*** EXERCISE INPUT ***

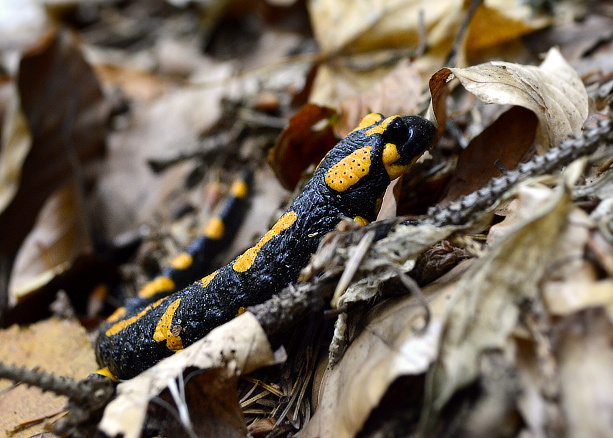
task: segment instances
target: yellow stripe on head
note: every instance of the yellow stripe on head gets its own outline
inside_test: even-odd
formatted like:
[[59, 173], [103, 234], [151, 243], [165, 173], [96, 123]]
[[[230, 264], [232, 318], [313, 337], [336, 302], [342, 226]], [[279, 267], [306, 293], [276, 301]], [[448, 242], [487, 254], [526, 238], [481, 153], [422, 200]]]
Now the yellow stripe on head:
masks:
[[370, 135], [373, 135], [373, 134], [383, 134], [385, 132], [385, 130], [387, 129], [387, 125], [389, 125], [392, 120], [397, 119], [398, 117], [400, 117], [400, 116], [388, 117], [387, 119], [383, 120], [378, 125], [373, 126], [372, 128], [370, 128], [364, 134], [366, 134], [366, 136], [370, 136]]
[[383, 116], [381, 114], [379, 114], [379, 113], [370, 113], [370, 114], [366, 115], [362, 119], [362, 121], [360, 122], [358, 127], [355, 128], [351, 132], [355, 132], [355, 131], [359, 131], [360, 129], [368, 128], [369, 126], [374, 125], [375, 123], [381, 121], [381, 119], [383, 119]]
[[125, 307], [119, 307], [115, 309], [113, 313], [106, 319], [106, 322], [115, 322], [121, 319], [122, 316], [126, 314]]
[[115, 374], [113, 374], [111, 372], [111, 370], [109, 370], [108, 367], [104, 367], [104, 368], [100, 368], [98, 371], [96, 371], [94, 374], [99, 374], [101, 376], [104, 377], [108, 377], [109, 379], [111, 379], [113, 382], [118, 382], [119, 380], [117, 380], [117, 377], [115, 377]]
[[364, 225], [368, 225], [370, 222], [368, 219], [363, 218], [362, 216], [356, 216], [353, 218], [353, 221], [359, 226], [363, 227]]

*** End of EXERCISE INPUT ***

## WHAT TO DO
Repeat exactly the lines of the material from the one with "153], [422, 200]]]" through the end, both the first and the last included.

## RESULT OF THE TASK
[[[230, 264], [232, 318], [313, 337], [336, 302], [342, 226]], [[279, 267], [306, 293], [276, 301]], [[448, 242], [487, 254], [526, 238], [481, 153], [422, 200]]]
Now the yellow stripe on head:
masks:
[[370, 135], [373, 135], [373, 134], [383, 134], [385, 132], [385, 130], [387, 129], [387, 125], [389, 125], [392, 120], [397, 119], [398, 117], [400, 117], [400, 116], [388, 117], [387, 119], [383, 120], [378, 125], [373, 126], [372, 128], [370, 128], [364, 134], [366, 134], [366, 136], [370, 136]]
[[383, 116], [381, 114], [379, 114], [379, 113], [370, 113], [370, 114], [366, 115], [362, 119], [362, 121], [360, 122], [358, 127], [355, 128], [351, 132], [355, 132], [355, 131], [359, 131], [360, 129], [368, 128], [369, 126], [374, 125], [375, 123], [381, 121], [381, 119], [383, 119]]
[[125, 307], [119, 307], [115, 309], [113, 313], [106, 319], [106, 322], [115, 322], [121, 319], [122, 316], [126, 314]]
[[115, 374], [113, 374], [111, 372], [111, 370], [109, 370], [108, 367], [104, 367], [104, 368], [100, 368], [98, 371], [96, 371], [94, 374], [99, 374], [101, 376], [104, 377], [108, 377], [109, 379], [111, 379], [113, 382], [118, 382], [119, 380], [117, 380], [117, 377], [115, 377]]
[[364, 225], [368, 225], [370, 222], [368, 219], [363, 218], [362, 216], [356, 216], [353, 218], [353, 221], [359, 226], [363, 227]]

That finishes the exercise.